(Stored items from a collection)
--- START ---
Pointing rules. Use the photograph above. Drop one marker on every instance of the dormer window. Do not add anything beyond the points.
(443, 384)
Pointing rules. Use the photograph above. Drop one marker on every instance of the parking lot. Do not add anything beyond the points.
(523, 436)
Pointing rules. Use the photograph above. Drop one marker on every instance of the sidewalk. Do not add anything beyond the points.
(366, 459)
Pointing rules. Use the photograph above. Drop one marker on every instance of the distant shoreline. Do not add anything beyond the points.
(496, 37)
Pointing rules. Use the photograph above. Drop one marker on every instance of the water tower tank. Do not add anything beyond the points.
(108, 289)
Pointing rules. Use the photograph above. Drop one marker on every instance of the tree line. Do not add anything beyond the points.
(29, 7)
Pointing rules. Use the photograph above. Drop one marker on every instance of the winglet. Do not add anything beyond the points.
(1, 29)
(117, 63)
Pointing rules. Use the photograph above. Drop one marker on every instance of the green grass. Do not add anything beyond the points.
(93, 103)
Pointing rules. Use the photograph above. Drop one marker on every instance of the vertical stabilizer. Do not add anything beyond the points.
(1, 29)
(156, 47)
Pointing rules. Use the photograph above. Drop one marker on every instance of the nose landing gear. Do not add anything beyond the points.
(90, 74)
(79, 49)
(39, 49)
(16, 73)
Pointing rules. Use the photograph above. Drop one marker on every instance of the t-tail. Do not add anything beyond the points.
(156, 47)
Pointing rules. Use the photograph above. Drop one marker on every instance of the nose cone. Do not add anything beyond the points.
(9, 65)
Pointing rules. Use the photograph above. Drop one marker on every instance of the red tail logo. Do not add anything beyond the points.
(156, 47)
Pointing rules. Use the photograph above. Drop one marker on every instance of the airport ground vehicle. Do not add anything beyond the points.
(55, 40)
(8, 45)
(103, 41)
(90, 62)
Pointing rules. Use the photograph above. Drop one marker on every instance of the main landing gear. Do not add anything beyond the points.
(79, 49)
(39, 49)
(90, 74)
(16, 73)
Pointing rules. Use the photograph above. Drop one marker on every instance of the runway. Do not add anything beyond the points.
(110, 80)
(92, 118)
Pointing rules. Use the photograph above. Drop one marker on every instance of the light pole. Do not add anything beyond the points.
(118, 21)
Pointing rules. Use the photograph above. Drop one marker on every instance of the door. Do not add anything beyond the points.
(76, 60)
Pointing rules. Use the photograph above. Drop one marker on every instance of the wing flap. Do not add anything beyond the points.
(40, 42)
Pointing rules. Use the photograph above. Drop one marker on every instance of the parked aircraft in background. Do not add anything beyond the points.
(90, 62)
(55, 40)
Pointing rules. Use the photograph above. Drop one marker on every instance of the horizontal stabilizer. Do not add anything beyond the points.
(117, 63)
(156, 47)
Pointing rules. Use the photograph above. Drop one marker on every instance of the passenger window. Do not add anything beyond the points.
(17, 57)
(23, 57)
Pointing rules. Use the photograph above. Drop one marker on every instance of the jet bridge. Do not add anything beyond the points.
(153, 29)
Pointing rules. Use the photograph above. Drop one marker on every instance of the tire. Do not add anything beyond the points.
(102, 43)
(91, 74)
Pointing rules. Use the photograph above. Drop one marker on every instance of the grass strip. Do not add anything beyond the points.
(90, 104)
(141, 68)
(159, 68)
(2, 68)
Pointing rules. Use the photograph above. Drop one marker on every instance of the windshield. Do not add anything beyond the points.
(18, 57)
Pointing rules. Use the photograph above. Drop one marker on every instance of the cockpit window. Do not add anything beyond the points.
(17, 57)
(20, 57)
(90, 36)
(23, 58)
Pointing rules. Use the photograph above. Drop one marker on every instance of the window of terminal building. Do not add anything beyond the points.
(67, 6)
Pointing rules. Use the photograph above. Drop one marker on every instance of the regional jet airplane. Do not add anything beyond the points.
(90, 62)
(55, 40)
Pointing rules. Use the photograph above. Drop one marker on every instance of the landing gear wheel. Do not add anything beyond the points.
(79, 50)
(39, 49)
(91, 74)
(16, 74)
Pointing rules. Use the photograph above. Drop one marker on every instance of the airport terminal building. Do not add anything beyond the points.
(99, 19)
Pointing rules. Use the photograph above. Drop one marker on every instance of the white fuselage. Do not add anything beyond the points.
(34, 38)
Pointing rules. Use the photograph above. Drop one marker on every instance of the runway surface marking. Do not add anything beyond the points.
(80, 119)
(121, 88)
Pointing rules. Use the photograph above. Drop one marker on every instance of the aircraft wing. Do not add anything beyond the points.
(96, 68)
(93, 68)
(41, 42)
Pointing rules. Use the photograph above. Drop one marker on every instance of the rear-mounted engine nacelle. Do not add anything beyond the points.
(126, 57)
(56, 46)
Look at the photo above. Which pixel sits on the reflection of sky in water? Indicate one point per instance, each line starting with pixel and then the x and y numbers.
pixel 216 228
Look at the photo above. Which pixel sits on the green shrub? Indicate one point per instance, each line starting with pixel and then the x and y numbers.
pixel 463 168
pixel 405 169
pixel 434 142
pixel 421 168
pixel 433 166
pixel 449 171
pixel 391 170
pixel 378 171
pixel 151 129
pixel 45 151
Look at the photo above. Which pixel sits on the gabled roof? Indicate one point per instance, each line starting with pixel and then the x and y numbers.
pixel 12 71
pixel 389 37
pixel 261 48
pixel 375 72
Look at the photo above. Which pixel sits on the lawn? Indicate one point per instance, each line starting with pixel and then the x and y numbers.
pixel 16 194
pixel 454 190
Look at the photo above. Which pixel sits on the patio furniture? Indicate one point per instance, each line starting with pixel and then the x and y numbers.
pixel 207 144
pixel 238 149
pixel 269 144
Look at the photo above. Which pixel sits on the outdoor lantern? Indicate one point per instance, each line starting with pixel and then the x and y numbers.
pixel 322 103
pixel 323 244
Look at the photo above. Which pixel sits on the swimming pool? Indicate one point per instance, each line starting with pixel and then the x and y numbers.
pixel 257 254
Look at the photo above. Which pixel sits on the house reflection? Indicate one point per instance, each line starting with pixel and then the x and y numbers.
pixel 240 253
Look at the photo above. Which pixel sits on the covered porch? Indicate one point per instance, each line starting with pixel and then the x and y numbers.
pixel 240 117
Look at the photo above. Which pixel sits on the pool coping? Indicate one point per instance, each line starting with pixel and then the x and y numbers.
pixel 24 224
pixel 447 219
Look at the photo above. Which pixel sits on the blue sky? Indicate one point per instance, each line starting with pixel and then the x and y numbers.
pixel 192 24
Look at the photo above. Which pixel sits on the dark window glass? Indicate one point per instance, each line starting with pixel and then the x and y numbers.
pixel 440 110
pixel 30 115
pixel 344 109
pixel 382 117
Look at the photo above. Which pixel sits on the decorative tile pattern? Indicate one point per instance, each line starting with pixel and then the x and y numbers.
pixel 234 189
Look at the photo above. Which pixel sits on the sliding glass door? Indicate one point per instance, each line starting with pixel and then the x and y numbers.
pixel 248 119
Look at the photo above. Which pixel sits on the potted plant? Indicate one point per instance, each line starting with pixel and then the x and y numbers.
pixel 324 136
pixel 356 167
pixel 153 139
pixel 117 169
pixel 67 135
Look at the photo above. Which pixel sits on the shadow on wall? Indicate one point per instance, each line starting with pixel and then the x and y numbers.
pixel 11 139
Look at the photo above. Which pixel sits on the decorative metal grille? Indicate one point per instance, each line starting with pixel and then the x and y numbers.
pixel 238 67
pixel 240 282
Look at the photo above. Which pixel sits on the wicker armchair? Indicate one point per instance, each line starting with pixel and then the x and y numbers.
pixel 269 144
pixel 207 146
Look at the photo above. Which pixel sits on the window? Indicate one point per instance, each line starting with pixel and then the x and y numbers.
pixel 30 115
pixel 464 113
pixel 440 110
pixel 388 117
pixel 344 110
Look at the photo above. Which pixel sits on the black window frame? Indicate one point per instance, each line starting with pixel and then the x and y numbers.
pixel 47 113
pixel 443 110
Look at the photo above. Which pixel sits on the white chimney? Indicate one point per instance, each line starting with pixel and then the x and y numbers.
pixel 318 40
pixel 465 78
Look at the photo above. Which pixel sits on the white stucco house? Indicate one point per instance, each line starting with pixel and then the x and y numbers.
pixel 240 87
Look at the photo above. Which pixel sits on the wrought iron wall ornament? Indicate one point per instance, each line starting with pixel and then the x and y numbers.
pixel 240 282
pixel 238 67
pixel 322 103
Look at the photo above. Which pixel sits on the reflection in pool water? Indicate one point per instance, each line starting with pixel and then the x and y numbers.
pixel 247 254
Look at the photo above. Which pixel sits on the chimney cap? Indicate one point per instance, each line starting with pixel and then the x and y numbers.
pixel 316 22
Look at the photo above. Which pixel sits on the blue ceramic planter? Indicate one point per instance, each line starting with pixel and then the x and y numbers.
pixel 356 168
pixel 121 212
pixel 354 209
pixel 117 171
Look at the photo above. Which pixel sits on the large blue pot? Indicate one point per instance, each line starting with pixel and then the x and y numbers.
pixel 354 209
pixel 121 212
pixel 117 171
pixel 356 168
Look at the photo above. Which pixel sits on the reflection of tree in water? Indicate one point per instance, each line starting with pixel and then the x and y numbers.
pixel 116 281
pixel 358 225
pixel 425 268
--- END ---
**EXERCISE PROMPT**.
The lines from the one with "the white stucco" through the final line of the data are to be reproduced exactly, both included, with no other lines.

**EXERCISE RESPONSE**.
Look at the photo above. Which pixel sits on the white stucco house? Indicate one point per instance, each line starting with pixel and then the x and y numbers.
pixel 240 87
Look at the photo above. Which pixel sits on the wrought iron wall ornament? Indicate one point per instance, each line starting with pixel and then the x and y numbers.
pixel 240 282
pixel 238 67
pixel 322 103
Look at the photo above. Which pixel sits on the reflection in pool water? Indicate one point per instance, each line starting with pixel and then the x and y numbers.
pixel 247 254
Look at the photo above. Which pixel sits on the chimney cap? Indicate one point per instance, each line starting with pixel and then the x and y numbers.
pixel 316 22
Look at the photo above. Which pixel sits on the blue ceramic planter? Indicate one point per instance, each line starting with pixel and then the x and y numbers.
pixel 356 168
pixel 121 212
pixel 354 209
pixel 117 171
Look at the photo above. Which pixel sits on the large blue pot? Indicate one point per instance, each line starting with pixel and then the x and y numbers.
pixel 354 209
pixel 121 212
pixel 117 171
pixel 356 168
Look at the photo above. Which pixel sits on the reflection of tree in water? Indicate one point per instance, each line starting with pixel and then the x and y numbers.
pixel 116 281
pixel 358 225
pixel 425 268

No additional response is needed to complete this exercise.